> WORK REQUIRED:
Here are the records. Write out exactly the lines between the one holding "Query: potted plant" and the one holding "pixel 474 65", inclusive.

> DATA LISTING:
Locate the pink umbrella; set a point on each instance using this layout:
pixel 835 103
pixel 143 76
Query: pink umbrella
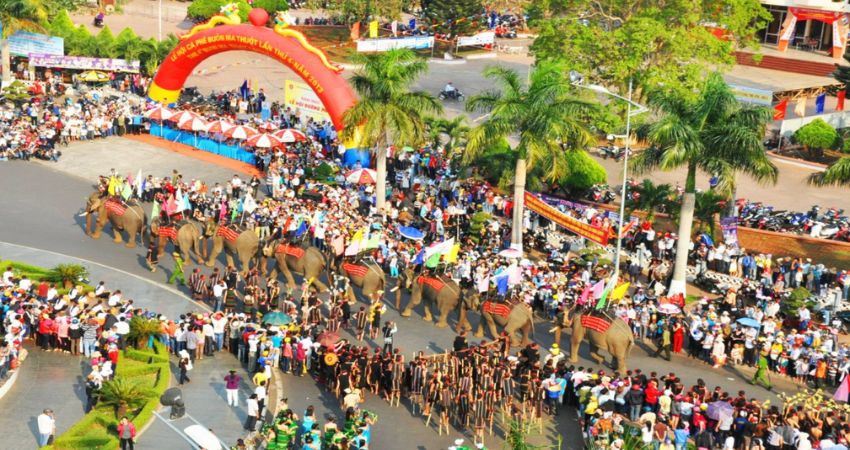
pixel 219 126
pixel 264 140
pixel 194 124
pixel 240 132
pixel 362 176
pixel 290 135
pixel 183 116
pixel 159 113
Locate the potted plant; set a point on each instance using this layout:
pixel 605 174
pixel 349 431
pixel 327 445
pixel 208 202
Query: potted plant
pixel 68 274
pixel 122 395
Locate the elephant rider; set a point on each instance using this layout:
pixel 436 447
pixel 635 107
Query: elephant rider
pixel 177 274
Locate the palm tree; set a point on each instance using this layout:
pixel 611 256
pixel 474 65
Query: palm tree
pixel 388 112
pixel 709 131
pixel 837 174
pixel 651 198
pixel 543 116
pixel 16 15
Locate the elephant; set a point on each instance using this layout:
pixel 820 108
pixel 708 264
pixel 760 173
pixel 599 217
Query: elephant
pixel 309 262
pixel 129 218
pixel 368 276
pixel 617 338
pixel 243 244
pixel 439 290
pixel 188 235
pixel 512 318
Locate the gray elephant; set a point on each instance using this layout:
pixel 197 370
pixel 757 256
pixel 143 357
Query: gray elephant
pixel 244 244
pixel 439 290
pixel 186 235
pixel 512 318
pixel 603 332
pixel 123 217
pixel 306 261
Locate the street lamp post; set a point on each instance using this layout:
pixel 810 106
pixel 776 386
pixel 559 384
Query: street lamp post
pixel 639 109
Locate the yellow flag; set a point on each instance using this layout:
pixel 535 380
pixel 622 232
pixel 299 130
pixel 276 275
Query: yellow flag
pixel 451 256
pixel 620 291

--

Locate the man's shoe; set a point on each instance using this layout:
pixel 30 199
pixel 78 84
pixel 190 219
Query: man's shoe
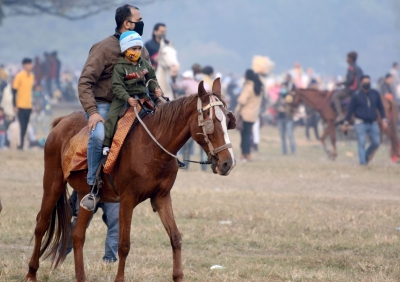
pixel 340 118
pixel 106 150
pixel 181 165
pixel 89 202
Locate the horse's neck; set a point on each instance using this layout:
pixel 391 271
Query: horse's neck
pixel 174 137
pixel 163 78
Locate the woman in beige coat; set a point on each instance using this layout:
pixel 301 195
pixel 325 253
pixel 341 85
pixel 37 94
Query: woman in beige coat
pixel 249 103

> YOUR SOLUTION:
Query: potted plant
pixel 68 274
pixel 122 395
Locate the elephant rider; set a point on each instance using this layout:
pixel 436 447
pixel 635 107
Query: elephant rider
pixel 177 274
Locate the palm tree; set a point on each instance using this layout:
pixel 611 256
pixel 474 65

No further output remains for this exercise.